> PROVIDED INFORMATION

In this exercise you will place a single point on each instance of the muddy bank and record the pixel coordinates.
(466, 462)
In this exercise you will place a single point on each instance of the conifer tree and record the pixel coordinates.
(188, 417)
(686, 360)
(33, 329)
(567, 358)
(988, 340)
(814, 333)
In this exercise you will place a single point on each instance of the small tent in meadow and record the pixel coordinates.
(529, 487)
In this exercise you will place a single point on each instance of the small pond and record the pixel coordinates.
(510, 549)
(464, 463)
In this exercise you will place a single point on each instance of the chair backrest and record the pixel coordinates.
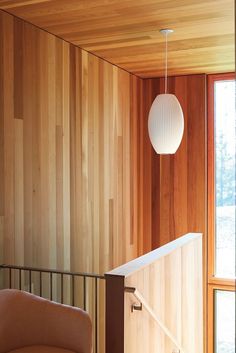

> DIRECTION
Please rewrite the material as a numbered list, from the line containing "pond and record the pixel coordinates." through the end of the material, skipping blank lines and leaving out the pictures.

> FINISHED ANSWER
1. In this exercise you will place a single point on each instance of the small pond and record the pixel coordinates.
2. (510, 549)
3. (464, 463)
4. In this exercise you will place a single point on each instance of the chair backrest and record the pixel coordinates.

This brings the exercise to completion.